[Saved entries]
--

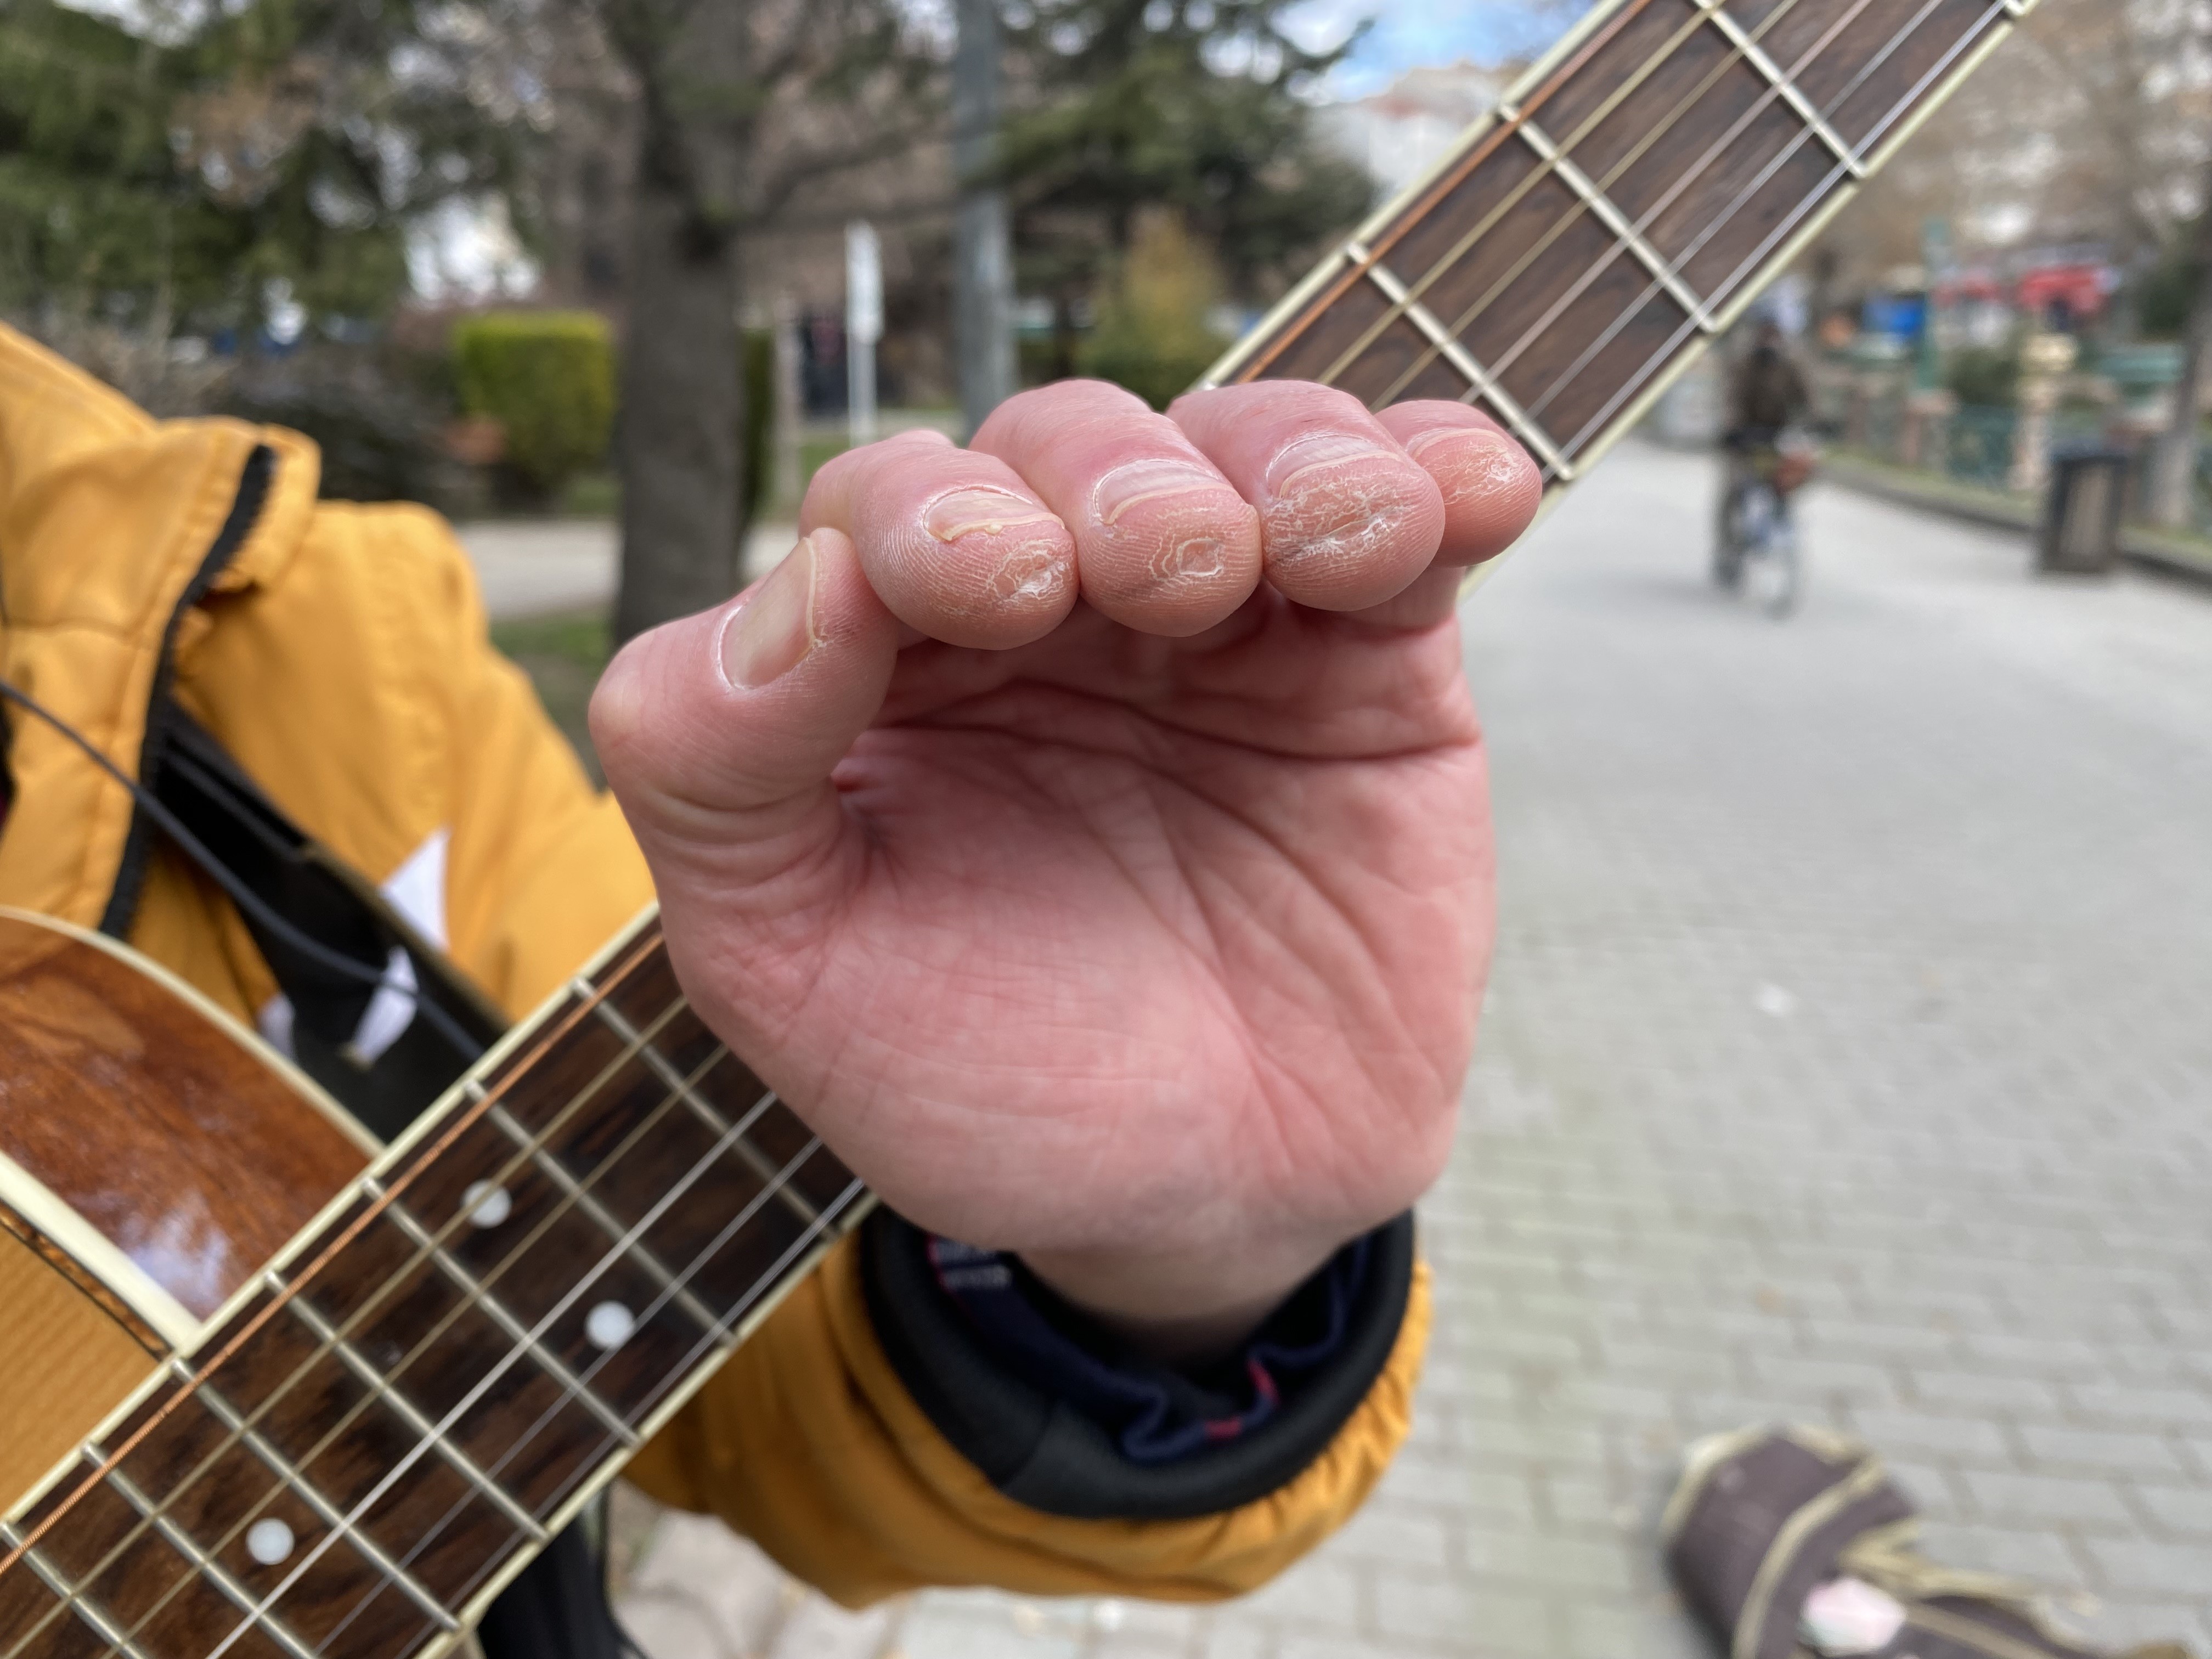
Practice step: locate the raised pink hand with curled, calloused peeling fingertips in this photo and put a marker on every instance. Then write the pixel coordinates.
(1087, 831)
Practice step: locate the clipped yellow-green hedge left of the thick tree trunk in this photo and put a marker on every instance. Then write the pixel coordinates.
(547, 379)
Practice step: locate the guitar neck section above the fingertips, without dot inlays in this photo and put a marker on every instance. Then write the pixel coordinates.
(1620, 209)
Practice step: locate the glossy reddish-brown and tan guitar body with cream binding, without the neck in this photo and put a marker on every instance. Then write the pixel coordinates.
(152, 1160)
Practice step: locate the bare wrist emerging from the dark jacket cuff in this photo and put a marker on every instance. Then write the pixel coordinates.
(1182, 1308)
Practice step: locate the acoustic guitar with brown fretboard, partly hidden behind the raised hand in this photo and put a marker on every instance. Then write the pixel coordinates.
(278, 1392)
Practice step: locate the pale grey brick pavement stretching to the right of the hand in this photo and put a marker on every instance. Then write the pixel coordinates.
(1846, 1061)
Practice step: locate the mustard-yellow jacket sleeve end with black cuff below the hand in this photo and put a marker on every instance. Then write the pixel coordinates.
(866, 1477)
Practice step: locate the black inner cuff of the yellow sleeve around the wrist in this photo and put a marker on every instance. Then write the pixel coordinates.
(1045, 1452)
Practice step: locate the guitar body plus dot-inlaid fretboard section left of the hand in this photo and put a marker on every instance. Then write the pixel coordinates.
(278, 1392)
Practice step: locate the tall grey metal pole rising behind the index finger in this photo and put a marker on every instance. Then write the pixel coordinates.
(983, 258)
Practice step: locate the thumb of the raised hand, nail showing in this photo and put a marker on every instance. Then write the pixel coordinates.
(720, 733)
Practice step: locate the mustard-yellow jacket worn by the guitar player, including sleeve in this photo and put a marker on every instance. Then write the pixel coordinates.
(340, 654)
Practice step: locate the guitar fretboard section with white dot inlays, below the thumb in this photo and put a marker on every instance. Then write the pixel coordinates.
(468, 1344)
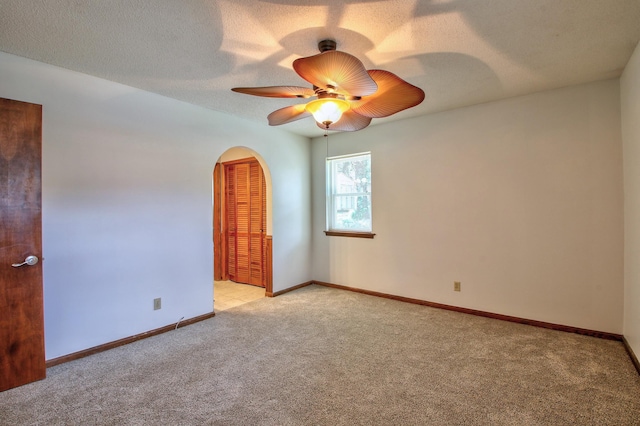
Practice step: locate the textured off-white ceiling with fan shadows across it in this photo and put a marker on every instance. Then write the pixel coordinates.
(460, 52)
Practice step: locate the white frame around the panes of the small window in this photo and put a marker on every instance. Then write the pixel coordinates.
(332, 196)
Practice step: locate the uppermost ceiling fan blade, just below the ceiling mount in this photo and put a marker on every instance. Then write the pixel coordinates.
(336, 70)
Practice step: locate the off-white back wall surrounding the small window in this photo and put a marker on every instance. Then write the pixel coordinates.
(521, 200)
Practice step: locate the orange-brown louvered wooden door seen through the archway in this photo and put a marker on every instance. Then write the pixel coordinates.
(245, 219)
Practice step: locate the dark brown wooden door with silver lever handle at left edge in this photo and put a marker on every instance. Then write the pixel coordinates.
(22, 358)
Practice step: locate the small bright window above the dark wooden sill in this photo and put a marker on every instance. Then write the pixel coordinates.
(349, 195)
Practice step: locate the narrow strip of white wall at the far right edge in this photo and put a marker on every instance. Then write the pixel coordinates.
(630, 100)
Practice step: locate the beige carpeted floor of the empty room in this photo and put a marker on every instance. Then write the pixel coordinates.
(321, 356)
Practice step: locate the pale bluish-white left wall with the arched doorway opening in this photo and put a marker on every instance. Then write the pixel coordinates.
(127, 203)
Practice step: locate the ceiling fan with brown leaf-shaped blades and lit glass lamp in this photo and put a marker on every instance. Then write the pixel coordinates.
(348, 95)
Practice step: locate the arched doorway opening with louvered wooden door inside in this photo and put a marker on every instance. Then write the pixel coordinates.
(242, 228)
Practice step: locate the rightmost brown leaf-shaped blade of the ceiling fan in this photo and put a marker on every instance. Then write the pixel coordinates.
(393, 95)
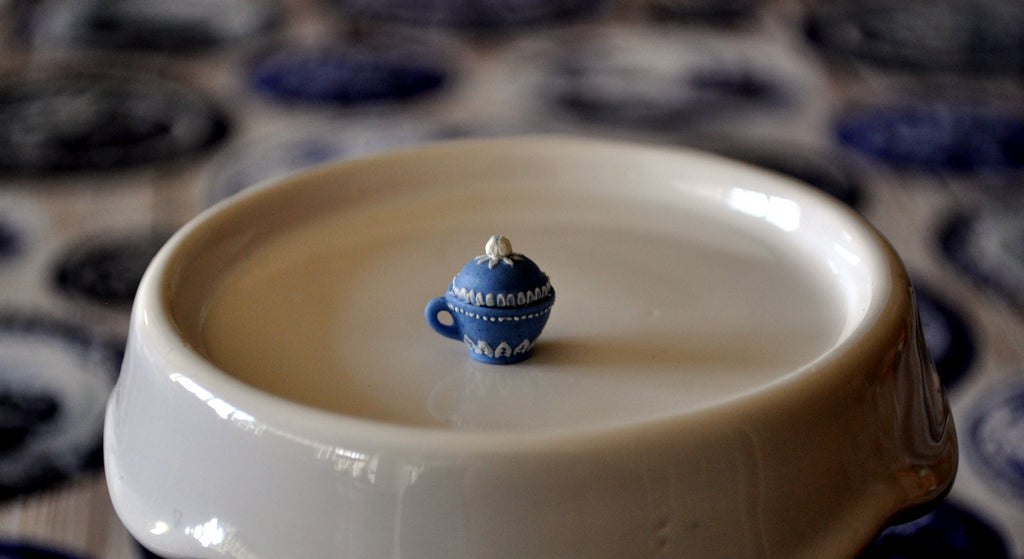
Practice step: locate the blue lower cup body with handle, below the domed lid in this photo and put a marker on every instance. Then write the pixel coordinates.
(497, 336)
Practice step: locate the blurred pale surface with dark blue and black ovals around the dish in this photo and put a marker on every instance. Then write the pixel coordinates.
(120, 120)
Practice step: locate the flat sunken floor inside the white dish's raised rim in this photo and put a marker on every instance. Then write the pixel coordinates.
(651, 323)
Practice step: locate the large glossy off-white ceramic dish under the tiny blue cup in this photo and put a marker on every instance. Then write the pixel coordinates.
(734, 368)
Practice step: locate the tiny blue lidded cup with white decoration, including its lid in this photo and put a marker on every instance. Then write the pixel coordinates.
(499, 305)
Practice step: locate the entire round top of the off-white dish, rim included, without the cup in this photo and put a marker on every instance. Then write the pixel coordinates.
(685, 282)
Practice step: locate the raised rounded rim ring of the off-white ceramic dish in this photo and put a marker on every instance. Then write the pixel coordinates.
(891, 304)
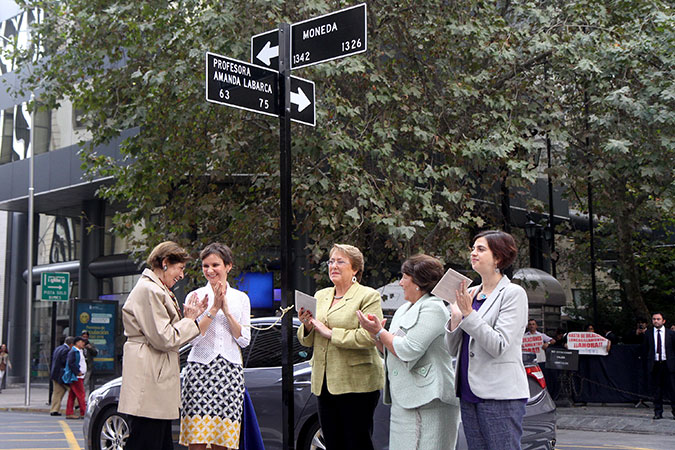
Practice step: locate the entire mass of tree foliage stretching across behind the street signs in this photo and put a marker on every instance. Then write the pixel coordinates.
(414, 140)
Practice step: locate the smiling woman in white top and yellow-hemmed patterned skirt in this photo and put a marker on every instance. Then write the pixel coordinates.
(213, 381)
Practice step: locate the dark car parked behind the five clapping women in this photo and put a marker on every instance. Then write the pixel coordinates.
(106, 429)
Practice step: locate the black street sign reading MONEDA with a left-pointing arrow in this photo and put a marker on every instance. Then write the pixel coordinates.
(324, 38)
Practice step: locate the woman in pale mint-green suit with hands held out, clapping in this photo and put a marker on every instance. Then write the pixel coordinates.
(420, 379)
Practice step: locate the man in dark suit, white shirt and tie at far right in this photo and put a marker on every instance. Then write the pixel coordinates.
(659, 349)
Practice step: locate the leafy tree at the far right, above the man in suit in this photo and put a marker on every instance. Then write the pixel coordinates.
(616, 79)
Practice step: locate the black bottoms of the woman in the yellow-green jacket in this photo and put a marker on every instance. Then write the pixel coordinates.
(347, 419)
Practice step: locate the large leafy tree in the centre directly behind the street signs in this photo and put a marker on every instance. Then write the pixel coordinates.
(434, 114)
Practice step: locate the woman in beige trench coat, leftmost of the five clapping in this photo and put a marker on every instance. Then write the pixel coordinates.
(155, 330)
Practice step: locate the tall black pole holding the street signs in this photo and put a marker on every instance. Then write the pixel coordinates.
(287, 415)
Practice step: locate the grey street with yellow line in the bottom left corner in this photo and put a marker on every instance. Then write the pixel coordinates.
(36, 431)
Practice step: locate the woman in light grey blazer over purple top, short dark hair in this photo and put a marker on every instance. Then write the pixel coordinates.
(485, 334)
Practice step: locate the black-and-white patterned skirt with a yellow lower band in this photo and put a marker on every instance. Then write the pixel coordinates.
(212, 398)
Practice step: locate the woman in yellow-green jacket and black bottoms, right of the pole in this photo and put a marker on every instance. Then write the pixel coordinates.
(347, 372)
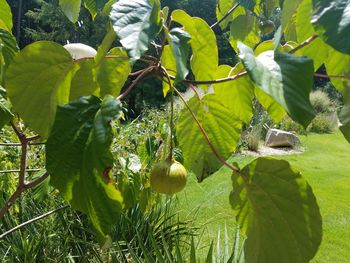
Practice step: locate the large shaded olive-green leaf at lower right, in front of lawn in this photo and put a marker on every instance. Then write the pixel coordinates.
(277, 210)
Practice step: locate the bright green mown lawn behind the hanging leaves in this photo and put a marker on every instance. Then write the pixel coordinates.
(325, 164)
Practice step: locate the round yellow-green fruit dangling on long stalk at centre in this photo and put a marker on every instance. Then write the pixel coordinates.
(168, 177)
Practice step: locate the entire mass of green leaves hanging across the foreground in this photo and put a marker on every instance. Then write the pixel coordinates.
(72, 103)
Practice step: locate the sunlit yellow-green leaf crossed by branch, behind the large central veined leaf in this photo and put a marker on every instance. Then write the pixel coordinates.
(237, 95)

--

▸ WHAT IS NEEDED
What you return must match the data above exactly, with no images included.

▸ WRITTEN RESPONSE
Practice step: locate the raised pink hand with curled, calloused peeling fingertips in this photo and put a marker on every instance. Then write the pixel coordinates.
(1087, 831)
Practice step: locate the clipped yellow-green hedge left of the thick tree trunk in this photo and put a marker on every instance. Then write the pixel coordinates.
(547, 379)
Practice step: locate the guitar neck section above the fingertips, without dot inlays in this photo and put a marker on every instance. Then write the pixel coordinates.
(1620, 209)
Practice step: locate the glossy reddish-brown and tan guitar body with cream binding, without the neck in this photo and put a marker on every instance. Then write the pixel coordinates.
(152, 1160)
Practice step: locate the bare wrist emerging from the dark jacket cuff in this photo and put a marker on every instance. Then write the pixel coordinates.
(1182, 1308)
Practice step: locate the acoustic guitar with brown fretboard, partly hidden behind the raised hand in this photo and put a marker on every instance. Then write the pixel coordinates.
(278, 1392)
Practice step: locate the pale grey brick pavement stretching to the right of the hand in this photo and put a marker on every instance. Then write the pixel coordinates.
(1846, 1061)
Practice step: locate the mustard-yellow jacket sleeve end with black cuff below the hand in this photo and put a marker on every instance. Then write the pixel coordinates.
(866, 1477)
Practice step: locate the black inner cuff of the yellow sleeve around the wrist in this photo and put a marker on every instance. Then write the pixel coordinates.
(1045, 1452)
Practice step: locate the guitar body plus dot-inlaid fretboard section left of the hand in this photo and put a marker on every instance. Then write the pixel coordinates.
(278, 1392)
Practice step: locate the tall grey metal pole rising behind the index finger in this photo and put a marker on every instance. Then write the pixel coordinates.
(983, 258)
Practice step: locate the thumb of the raised hand, nail showing in this photo and put a marker on every instance. Then write the pixel coordinates.
(720, 733)
Practice step: locate the mustard-yellow jacket worn by the guitar player, including sleeve in this photo and put a marker on every instance. Then write the pixel coordinates.
(340, 654)
Practice step: locate the guitar fretboard section with white dot inlays, below the thumb in this photo and put a marker on every instance. Then write the pixel coordinates.
(468, 1344)
Practice step: locate the textured off-white ceiling with fan shadows across it in this photo and put a marker on every instance. Then write the pixel coordinates.
(460, 52)
Practice step: locate the white frame around the panes of the small window in this photo and put a marker on every instance. Then write the pixel coordinates.
(332, 196)
Practice step: locate the uppermost ceiling fan blade, just below the ceiling mount in this photo and put a marker on every instance. Then write the pixel coordinates.
(336, 70)
Practice step: locate the off-white back wall surrounding the small window in this photo and put a marker on every instance. Then write the pixel coordinates.
(521, 200)
Practice step: locate the orange-brown louvered wooden door seen through the archway in this photo and put a marker on every instance. Then write the pixel coordinates.
(245, 219)
Practice step: locate the dark brown wooden door with silver lever handle at left edge in this photo and put a marker on every instance. Then write the pixel coordinates.
(22, 358)
Practice step: locate the small bright window above the dark wooden sill in this photo and put a marker on every instance. Then write the pixel coordinates.
(349, 195)
Practice step: locate the narrow strip of white wall at the far right edge in this photo and put a marker on every instance. Then write the pixel coordinates.
(630, 100)
Practice step: locate the beige carpeted floor of the empty room in this photo and put a marker on every instance. Then write the pixel coordinates.
(321, 356)
Practice step: locate the pale bluish-white left wall with the arched doorway opening in this photo and put a marker on every instance. Then write the pixel coordinates.
(127, 203)
Practice step: locate the ceiling fan with brown leaf-shaped blades and lit glass lamp in this photo and put a marker on every instance. Then write the pixel coordinates.
(348, 95)
Practice step: locate the arched doorway opening with louvered wooden door inside in this photo and put a marker on every instance. Then write the pixel coordinates.
(242, 228)
Practice step: locate the rightmost brown leaf-shaped blade of the ceiling fan in this photo and put a marker on every instance. Then write the pixel coordinates.
(393, 95)
Practice step: locate the blue lower cup body with handle, below the domed lid in this photo and put a marker on every instance. Then write the pixel coordinates.
(497, 336)
Practice step: locate the blurred pale surface with dark blue and black ovals around the dish in this photo and put a marker on every instance. Then write the pixel coordinates.
(120, 120)
Practice step: locate the flat sunken floor inside the white dish's raised rim in this photo and put a marker on every instance. Then write the pixel coordinates.
(651, 323)
Practice step: locate the large glossy off-white ceramic dish under the tiny blue cup in this photo and put a marker on every instance. Then write the pixel coordinates.
(734, 368)
Practice step: locate the tiny blue lidded cup with white decoration, including its lid in this photo and put a marker on every instance. Then write the pixel coordinates.
(499, 305)
Practice step: locate the entire round top of the off-white dish, rim included, without the cup in this photo and put a marker on every instance. Then write the pixel coordinates.
(685, 282)
Practice step: locate the raised rounded rim ring of the off-white ceramic dish in this photo and put a marker on every instance. Then write the pixel coordinates.
(891, 304)
Practice step: locate the entire mass of tree foliage stretching across behind the street signs in this photo and put a marker on every instance. Then write the pixel coordinates.
(414, 140)
Practice step: locate the smiling woman in white top and yellow-hemmed patterned skirt in this photo and put a marker on every instance. Then write the pixel coordinates.
(213, 381)
Practice step: locate the dark car parked behind the five clapping women in this photo and put a marker on every instance. Then write the pixel coordinates.
(106, 429)
Practice step: locate the black street sign reading MONEDA with a left-pointing arrow in this photo and put a marker on every instance. Then write the pixel coordinates.
(324, 38)
Practice step: locate the woman in pale mint-green suit with hands held out, clapping in this photo and put a marker on every instance. Then write the pixel coordinates.
(420, 379)
Practice step: locate the man in dark suit, white shirt and tie at far right in this photo and put a marker on every instance. Then write the pixel coordinates.
(659, 349)
Practice step: locate the leafy tree at the far right, above the man in suit in this photo and put a marker on every instance. Then write the pixel coordinates.
(616, 79)
Practice step: locate the black bottoms of the woman in the yellow-green jacket in this photo and put a marker on every instance. Then write the pixel coordinates.
(347, 419)
Practice step: locate the large leafy tree in the centre directly behind the street signs in this photo and put a marker on every instance. Then write the pixel coordinates.
(434, 114)
Practice step: locate the woman in beige trench coat, leftmost of the five clapping in this photo and put a marker on every instance. Then write the pixel coordinates.
(155, 330)
Practice step: locate the tall black pole holding the street signs in this photo and put a marker on every instance. Then write the pixel coordinates.
(287, 415)
Practice step: locate the grey street with yellow line in the bottom left corner in this photo and put a marker on every instance. Then write the pixel coordinates.
(36, 431)
Practice step: locate the woman in light grey blazer over purple top, short dark hair in this photo and put a marker on every instance. Then write the pixel coordinates.
(485, 334)
Practice step: locate the black-and-white patterned skirt with a yellow lower band in this photo and put a marker on every instance. Then write the pixel coordinates.
(212, 398)
Practice step: locate the woman in yellow-green jacket and black bottoms, right of the pole in this photo and put a marker on every instance. Then write the pixel coordinates.
(347, 372)
Practice step: locate the large shaded olive-green leaf at lower right, in front of lawn in this photo and put a marker on every instance. Then write the pixel coordinates.
(277, 210)
Practice step: locate the bright green mown lawn behind the hanging leaves in this photo and put a marker on every instance. Then write the pixel coordinates.
(325, 164)
Practice step: locate the round yellow-green fruit dangling on long stalk at centre in this photo and put a marker on every instance. Then write the pixel coordinates.
(168, 177)
Practice step: locate the entire mass of green leaves hanging across the foreground in this photo and put a marker on every instance. Then write the pixel coordinates.
(72, 103)
Practice step: locate the sunlit yellow-green leaf crossed by branch, behind the large central veined leaf in this photo and put a marker on every instance. Then write the pixel coordinates.
(237, 95)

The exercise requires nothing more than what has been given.